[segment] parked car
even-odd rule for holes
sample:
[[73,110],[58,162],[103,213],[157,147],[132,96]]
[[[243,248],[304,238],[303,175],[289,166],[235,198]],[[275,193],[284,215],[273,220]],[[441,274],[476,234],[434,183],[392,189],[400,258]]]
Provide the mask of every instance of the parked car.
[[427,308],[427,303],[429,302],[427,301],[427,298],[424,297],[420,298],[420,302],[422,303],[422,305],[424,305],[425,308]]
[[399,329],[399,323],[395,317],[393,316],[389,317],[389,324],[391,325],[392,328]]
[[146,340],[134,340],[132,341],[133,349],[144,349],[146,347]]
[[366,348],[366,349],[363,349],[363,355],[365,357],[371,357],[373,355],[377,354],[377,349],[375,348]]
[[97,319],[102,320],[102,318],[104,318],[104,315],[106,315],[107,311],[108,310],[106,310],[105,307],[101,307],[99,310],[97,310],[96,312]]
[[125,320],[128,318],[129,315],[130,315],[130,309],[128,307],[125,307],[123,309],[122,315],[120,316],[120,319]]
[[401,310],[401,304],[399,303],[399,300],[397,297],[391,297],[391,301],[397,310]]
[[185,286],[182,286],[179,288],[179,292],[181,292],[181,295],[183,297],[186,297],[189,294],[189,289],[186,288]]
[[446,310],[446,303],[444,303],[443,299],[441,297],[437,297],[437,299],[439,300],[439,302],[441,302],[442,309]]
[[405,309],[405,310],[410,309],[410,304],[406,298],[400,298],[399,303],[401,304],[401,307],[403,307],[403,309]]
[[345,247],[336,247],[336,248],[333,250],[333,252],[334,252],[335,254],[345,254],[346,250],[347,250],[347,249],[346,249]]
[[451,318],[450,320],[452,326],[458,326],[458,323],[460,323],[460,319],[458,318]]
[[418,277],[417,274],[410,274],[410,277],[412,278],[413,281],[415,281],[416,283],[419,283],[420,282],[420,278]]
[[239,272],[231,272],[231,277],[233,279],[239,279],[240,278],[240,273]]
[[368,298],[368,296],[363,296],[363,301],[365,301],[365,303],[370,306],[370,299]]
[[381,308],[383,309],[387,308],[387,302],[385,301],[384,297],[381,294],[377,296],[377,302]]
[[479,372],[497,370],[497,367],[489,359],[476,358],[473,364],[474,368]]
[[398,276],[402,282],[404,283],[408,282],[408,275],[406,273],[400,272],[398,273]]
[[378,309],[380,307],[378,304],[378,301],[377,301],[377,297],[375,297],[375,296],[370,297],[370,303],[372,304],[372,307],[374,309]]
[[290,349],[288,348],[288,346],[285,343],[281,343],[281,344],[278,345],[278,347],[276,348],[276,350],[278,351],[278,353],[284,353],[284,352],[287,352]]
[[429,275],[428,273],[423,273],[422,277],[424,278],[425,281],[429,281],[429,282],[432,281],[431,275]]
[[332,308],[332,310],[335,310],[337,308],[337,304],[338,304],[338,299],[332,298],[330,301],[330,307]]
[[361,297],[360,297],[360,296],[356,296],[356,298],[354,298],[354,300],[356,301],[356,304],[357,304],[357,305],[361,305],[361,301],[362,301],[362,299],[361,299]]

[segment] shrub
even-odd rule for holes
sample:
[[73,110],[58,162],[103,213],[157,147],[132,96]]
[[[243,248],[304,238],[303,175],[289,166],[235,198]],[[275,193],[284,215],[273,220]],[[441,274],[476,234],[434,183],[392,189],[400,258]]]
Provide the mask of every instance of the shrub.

What you will do: Copy out all of the lines above exactly.

Exercise output:
[segment] parked car
even-odd rule for holes
sample:
[[73,110],[58,162],[103,213],[157,147],[132,96]]
[[[243,248],[304,238],[303,175],[289,166],[235,198]],[[275,193],[284,215],[273,220]],[[441,274],[476,234],[434,183],[392,189],[400,258]]]
Provide the mask of every instance of the parked car.
[[427,308],[427,303],[429,302],[427,301],[427,298],[424,297],[420,298],[420,302],[422,303],[422,305],[424,305],[425,308]]
[[399,329],[399,323],[395,317],[393,316],[389,317],[389,324],[391,325],[392,328]]
[[146,340],[134,340],[132,341],[133,349],[144,349],[146,347]]
[[366,348],[366,349],[363,349],[363,355],[365,357],[371,357],[373,355],[377,354],[377,349],[375,348]]
[[97,319],[102,320],[102,318],[104,318],[104,315],[106,315],[107,311],[108,310],[106,310],[105,307],[101,307],[99,310],[97,310],[96,312]]
[[125,320],[128,318],[129,315],[130,315],[130,309],[128,307],[125,307],[123,309],[122,315],[120,316],[120,319]]
[[401,310],[401,304],[399,303],[399,300],[397,297],[391,297],[391,301],[397,310]]
[[185,286],[182,286],[179,288],[179,292],[181,292],[181,295],[183,297],[186,297],[189,294],[189,289],[186,288]]
[[446,310],[446,303],[444,303],[443,299],[441,297],[437,297],[437,299],[439,300],[439,302],[441,302],[442,309]]
[[405,309],[405,310],[410,309],[410,304],[406,298],[400,298],[399,303],[401,304],[401,307],[403,307],[403,309]]
[[345,247],[336,247],[336,248],[333,250],[333,252],[334,252],[335,254],[345,254],[346,250],[347,250],[347,249],[346,249]]
[[451,318],[450,320],[452,326],[458,326],[458,323],[460,323],[460,319],[458,318]]
[[418,277],[417,274],[410,274],[410,277],[412,278],[413,281],[415,281],[416,283],[419,283],[420,282],[420,278]]
[[239,272],[231,272],[231,277],[233,279],[239,279],[240,278],[240,273]]
[[368,298],[368,296],[363,296],[363,301],[365,301],[365,303],[370,306],[370,299]]
[[381,308],[383,309],[387,308],[387,302],[385,301],[384,297],[381,294],[377,296],[377,302]]
[[479,372],[497,370],[497,367],[489,359],[476,358],[473,364],[474,368]]
[[398,276],[402,282],[404,283],[408,282],[408,275],[406,273],[400,272],[398,273]]
[[378,309],[380,307],[378,304],[378,301],[377,301],[377,297],[375,297],[375,296],[370,297],[370,303],[372,304],[372,307],[374,309]]
[[290,349],[288,348],[288,346],[285,343],[281,343],[281,344],[278,345],[278,347],[276,348],[276,350],[278,351],[278,353],[284,353],[284,352],[287,352]]
[[429,275],[428,273],[423,273],[422,277],[424,278],[425,281],[429,281],[429,282],[432,281],[431,275]]
[[332,308],[332,310],[335,310],[337,308],[337,304],[338,304],[338,299],[332,298],[330,301],[330,307]]
[[361,297],[360,297],[360,296],[356,296],[356,298],[354,298],[354,300],[356,301],[356,304],[357,304],[357,305],[361,305],[361,301],[362,301],[362,299],[361,299]]

[segment] shrub
even-odd rule for holes
sample:
[[73,110],[58,162],[103,213],[157,147],[132,96]]
[[[243,248],[304,238],[303,175],[289,166],[235,198]],[[275,193],[284,215],[273,220]],[[441,274],[476,234],[434,183],[392,189],[400,258]]]
Provide the mask of every instance of the shrub.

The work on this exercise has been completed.